→ READING TEXT:
■ ■ ■ ■

Opening up the file, you can see a wall of bash code. We could spend some time reading the source to understand it, but I tend to favor finding ways to identify where it is failing.

For bash, a good way to do that is to use set -x. From the [Bash Guide for Beginners][debugging bash scripts]:

When things don't go according to plan, you need to determine what exactly causes the script to fail. Bash provides extensive debugging features. The most common is to start up the subshell with the -x option, which will run the entire script in debug mode. Traces of each command plus its arguments are printed to standard output after the commands have been expanded but before they are executed.

set -x			# activate debugging from here
w
set +x			# stop debugging from here

The top of the file already has a set -eu, so that's a good spot to add x for now. Alternatively, we can call it with bash -x as well to avoid modifying the file.

This gives us more info about what is happening when it fails:

++ ruby -e 'require '\''rubygems'\''; spec=eval(File.read('\''packwerk.gemspec'\'')); print spec.name.to_s'
Traceback (most recent call last):
        3: from -e:1:in `<main>'
        2: from -e:1:in `eval'
        1: from (eval):3:in `<main>'
-e:1:in `eval': cannot infer basepath (LoadError)
+ gemname=
+ rm -rf tmp/gems/packwerk

Making sense of it

The ruby -e defines a script on the command line without it having make a file.

It looks like we are trying to read the file, and then eval it in order to pull the gem out of it. .gemspec basically are creating an instance of [Gem::Specification], and looks like:

Gem::Specification.new do |s|
  s.name        = 'example'
  s.version     = '0.1.0'
  s.licenses    = \['MIT'\]
  s.summary     = "This is an example!"
  s.description = "Much longer explanation of the example!"
  s.authors     = \["Ruby Coder"\]
  s.email       = '[email protected]'
  s.files       = \["lib/example.rb"\]
  s.homepage    = 'https://rubygems.org/gems/example'
  s.metadata    = { "source\_code\_uri" \=> "https://github.com/example/example" }
end

It is literally Ruby, and so it can be read and then eval'd. Because we are evaling it, there's an implict return value of the Gem::Specification that was just built. That is assigned to spec, and then returning spec.name.

That is all to try to get the gem's actual name in the case it doesn't match the repository name. It usually does match, but not always, and repositories can contain multiple gems.

Narrow it down pt. 2

We know which command failed, but can we reproduce it? If you look at the bottom, the directory it was running is in was deleted:

+ rm -rf tmp/gems/packwerk

What could be doing that? Searching the file for rm -rf is a good way to find it:

# clone the repo under tmp, clean up on exit
echo "Cloning $url for gem build"

■ ■ ■ ■

→ RECORD EXTRACTS:
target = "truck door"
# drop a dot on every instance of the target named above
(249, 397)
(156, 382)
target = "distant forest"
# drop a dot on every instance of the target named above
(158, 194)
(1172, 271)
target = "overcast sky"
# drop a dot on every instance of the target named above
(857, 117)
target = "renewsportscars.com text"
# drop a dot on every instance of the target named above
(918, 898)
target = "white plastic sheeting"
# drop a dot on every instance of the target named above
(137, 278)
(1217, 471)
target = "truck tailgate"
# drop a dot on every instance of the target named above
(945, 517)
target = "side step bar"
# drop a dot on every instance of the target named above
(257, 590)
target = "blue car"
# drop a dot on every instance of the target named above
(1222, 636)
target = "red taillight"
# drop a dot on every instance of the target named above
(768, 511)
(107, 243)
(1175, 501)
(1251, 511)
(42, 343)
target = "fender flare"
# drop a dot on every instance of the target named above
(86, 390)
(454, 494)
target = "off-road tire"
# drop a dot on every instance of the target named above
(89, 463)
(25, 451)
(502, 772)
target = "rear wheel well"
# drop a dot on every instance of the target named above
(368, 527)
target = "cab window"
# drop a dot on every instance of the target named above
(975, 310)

■ ■ ■ ■

→ WORK INSTRUCTION 1: Say whether each statement agrees with the debugging text, answering yes or no and quoting the words of the text that decide it. (a) The file already begins with set -eu. (b) In debug mode, traces of each command are printed to standard error. (c) A gem's name always matches its repository name.
→ WORK INSTRUCTION 2: According to the debugging text, how can the script be run in debug mode without modifying the file?
You will not need the items.

→ RESPONSE AREA 1:
(a) Yes: "The top of the file already has a set -eu"
(b) No: "Traces of each command plus its arguments are printed to standard output"
(c) No: "It usually does match, but not always"

→ RESPONSE AREA 2: By calling it with bash -x.